- AIM OF THE TASK:
Everything from the line containing "the electrical cable." to the end of the records should be reproduced exactly, and nothing before it.

━━ MATERIAL FOR THIS TASK

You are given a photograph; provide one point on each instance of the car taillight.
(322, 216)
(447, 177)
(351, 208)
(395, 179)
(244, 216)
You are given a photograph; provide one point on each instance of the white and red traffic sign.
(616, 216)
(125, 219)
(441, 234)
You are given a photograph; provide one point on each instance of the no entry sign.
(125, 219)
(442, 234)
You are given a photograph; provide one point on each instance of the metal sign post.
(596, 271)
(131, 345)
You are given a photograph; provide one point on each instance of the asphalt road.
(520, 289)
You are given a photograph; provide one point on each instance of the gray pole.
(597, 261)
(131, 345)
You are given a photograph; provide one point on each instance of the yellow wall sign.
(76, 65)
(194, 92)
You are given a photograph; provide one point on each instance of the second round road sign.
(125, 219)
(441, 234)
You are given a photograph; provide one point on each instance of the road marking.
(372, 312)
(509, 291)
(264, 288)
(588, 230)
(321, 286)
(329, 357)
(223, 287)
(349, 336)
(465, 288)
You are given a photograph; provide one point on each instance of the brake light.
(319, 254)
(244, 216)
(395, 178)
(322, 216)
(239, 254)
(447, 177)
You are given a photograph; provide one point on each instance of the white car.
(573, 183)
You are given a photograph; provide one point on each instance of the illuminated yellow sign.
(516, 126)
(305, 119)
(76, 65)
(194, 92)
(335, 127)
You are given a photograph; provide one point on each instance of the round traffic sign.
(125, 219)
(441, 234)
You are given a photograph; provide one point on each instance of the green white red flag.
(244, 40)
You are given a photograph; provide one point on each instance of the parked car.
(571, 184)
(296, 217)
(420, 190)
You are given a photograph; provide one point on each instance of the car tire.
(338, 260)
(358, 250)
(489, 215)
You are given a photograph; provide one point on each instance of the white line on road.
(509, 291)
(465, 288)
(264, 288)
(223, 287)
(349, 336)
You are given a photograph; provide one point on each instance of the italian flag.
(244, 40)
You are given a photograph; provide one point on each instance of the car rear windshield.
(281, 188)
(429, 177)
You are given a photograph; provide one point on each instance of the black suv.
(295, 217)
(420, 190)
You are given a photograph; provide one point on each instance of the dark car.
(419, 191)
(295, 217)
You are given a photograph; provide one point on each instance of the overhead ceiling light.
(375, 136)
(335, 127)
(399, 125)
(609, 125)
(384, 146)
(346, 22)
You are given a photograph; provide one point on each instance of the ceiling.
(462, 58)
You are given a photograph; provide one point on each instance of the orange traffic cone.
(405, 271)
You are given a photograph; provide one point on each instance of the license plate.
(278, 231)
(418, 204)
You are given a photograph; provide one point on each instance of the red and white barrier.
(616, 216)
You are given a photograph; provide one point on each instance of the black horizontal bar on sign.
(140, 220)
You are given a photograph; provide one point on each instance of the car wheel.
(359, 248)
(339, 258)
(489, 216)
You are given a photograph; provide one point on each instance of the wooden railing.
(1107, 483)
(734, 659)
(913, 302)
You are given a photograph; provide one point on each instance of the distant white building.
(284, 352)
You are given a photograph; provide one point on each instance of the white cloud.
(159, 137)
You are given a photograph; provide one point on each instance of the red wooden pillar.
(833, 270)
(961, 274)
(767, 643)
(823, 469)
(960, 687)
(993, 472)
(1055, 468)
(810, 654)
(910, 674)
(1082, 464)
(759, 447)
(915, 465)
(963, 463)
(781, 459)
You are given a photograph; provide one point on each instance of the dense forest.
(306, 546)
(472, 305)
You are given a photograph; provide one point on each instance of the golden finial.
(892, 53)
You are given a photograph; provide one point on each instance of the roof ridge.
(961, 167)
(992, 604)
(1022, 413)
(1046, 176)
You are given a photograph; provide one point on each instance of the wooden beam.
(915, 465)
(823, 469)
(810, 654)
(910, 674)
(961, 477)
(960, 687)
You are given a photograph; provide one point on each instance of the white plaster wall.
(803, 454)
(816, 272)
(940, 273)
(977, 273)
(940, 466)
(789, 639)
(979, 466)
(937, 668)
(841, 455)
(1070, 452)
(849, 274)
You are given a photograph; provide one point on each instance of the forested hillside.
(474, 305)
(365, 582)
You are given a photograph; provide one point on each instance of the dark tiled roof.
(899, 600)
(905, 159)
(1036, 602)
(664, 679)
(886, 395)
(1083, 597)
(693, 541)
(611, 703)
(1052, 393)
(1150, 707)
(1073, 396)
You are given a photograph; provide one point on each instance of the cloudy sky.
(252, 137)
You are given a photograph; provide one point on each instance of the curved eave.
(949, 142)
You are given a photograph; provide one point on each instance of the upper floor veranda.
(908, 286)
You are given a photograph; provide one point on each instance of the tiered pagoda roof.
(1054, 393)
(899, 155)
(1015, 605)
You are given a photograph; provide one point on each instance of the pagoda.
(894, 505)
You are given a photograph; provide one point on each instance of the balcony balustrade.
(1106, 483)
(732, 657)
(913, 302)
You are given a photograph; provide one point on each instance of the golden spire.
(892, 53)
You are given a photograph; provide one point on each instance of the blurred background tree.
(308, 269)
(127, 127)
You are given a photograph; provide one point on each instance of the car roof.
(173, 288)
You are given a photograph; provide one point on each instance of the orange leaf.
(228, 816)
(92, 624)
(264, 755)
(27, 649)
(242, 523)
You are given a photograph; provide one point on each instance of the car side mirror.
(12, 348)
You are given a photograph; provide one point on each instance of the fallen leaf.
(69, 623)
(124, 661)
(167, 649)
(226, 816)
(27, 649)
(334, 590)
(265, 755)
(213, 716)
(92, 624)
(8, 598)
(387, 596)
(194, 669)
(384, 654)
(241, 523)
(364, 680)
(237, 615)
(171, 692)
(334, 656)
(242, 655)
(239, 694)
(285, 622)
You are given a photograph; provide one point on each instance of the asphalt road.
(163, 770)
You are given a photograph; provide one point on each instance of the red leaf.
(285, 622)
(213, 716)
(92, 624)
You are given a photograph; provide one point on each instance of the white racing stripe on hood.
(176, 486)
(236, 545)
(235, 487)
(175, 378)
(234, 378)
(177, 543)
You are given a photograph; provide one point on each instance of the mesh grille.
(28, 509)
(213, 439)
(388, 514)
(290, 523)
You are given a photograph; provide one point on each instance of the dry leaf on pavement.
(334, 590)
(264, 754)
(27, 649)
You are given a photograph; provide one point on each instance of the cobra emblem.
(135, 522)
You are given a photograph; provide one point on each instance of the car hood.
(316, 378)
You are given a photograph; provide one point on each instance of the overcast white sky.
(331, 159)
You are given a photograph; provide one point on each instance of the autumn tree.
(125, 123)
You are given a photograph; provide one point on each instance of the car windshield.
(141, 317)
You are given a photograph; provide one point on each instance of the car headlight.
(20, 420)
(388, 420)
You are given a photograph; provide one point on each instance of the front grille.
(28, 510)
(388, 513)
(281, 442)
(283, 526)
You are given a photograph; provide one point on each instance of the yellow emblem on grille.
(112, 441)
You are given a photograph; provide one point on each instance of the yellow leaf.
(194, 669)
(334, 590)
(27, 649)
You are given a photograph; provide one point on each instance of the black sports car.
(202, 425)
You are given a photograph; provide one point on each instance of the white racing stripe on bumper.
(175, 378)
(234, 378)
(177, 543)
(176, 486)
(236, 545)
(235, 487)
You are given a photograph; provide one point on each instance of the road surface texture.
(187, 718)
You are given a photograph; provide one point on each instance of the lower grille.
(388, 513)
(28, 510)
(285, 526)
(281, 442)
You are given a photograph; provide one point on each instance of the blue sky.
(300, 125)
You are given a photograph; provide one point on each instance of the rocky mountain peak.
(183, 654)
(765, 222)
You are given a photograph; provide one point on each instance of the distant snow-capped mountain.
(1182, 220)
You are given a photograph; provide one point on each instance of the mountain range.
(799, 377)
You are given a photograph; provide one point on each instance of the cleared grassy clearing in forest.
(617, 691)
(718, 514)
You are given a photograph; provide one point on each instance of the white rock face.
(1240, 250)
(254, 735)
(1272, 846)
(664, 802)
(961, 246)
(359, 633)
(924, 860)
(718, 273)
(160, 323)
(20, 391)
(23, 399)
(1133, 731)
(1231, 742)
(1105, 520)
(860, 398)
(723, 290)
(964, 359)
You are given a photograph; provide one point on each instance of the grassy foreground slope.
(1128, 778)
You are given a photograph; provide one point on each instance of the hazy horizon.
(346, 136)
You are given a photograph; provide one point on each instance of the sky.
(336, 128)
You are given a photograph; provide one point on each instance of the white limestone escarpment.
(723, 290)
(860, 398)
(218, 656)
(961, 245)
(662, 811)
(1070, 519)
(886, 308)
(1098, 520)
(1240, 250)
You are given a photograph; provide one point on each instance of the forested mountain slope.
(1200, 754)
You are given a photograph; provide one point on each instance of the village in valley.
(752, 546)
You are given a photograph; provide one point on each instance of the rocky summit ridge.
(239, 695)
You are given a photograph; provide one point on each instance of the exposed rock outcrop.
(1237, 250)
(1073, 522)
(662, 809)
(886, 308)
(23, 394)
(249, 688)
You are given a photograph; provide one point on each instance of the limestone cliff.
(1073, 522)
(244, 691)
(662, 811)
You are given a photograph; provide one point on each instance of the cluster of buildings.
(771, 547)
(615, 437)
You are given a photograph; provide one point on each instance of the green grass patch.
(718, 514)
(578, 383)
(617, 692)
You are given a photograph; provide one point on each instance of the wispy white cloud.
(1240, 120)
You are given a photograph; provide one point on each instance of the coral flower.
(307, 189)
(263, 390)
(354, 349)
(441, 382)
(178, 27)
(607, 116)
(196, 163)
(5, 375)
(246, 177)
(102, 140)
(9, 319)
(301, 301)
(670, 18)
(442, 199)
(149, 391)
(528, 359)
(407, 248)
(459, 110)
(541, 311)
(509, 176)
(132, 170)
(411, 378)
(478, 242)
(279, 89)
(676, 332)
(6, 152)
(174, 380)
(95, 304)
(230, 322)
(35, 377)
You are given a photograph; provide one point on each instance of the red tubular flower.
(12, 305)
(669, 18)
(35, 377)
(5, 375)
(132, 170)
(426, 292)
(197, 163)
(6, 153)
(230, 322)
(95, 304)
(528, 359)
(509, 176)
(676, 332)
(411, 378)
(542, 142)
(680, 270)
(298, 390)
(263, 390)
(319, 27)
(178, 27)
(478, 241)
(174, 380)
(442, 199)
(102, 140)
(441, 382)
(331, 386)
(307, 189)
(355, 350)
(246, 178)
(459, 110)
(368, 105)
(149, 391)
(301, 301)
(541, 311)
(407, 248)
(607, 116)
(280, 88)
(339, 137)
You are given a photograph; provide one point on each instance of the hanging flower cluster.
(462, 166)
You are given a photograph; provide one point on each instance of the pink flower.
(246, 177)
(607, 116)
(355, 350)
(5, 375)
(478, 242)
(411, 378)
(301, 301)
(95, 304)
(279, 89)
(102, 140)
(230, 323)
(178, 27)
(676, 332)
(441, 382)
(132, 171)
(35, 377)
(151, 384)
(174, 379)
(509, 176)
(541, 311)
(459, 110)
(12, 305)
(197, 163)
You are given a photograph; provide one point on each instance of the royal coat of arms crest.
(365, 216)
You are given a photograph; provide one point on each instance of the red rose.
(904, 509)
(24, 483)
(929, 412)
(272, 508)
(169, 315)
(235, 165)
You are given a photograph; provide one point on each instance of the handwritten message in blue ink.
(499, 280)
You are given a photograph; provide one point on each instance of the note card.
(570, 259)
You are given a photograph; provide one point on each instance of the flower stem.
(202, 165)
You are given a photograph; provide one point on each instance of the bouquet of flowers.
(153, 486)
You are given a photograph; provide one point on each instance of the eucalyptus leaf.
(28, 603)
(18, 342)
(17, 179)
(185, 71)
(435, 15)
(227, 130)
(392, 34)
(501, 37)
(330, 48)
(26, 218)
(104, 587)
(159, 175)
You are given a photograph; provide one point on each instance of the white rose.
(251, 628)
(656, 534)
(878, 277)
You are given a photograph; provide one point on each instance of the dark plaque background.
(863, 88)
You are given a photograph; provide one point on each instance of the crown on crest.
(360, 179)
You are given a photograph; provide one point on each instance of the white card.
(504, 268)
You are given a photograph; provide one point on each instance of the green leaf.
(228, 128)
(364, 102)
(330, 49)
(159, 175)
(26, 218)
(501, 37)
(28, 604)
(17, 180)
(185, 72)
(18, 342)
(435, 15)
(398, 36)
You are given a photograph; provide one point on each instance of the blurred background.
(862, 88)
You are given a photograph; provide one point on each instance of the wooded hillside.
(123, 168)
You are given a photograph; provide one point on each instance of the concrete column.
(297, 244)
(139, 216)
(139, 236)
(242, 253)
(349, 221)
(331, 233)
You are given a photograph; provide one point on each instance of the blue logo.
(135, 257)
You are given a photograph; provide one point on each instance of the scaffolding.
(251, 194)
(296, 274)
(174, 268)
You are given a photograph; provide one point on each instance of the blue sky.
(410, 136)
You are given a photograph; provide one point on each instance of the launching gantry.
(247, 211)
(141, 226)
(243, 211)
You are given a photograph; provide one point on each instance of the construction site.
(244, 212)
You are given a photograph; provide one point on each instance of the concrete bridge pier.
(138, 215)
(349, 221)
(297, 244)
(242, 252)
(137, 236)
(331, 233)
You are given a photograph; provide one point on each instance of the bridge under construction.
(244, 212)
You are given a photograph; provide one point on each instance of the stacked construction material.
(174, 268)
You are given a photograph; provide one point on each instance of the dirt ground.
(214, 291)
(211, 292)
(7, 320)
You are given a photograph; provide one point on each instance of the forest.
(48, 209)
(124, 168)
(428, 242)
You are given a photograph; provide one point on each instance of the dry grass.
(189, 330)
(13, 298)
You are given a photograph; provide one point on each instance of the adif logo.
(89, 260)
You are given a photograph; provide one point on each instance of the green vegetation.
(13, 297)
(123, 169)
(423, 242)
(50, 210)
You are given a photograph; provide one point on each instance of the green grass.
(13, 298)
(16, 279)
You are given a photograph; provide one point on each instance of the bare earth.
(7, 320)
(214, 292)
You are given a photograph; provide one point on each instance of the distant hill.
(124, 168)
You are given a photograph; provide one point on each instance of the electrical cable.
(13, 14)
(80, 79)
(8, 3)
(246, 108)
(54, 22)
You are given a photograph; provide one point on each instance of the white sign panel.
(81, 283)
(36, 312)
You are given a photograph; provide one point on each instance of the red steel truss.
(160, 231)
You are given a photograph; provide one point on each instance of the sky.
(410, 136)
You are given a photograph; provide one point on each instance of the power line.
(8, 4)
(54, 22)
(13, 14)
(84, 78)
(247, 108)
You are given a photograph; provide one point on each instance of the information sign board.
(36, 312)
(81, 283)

━━━━

- SOLUTION BELOW:
You are given a photograph; provide one point on each instance of the electrical cable.
(13, 14)
(80, 79)
(8, 3)
(246, 108)
(54, 22)
You are given a photograph; provide one point on each instance of the white sign panel.
(81, 283)
(36, 312)
You are given a photograph; provide one point on each instance of the red steel truss.
(160, 231)
You are given a photograph; provide one point on each instance of the sky.
(410, 136)
You are given a photograph; provide one point on each instance of the power line.
(8, 4)
(54, 22)
(13, 14)
(84, 78)
(247, 108)
You are given a photograph; provide one point on each instance of the information sign board.
(36, 312)
(81, 283)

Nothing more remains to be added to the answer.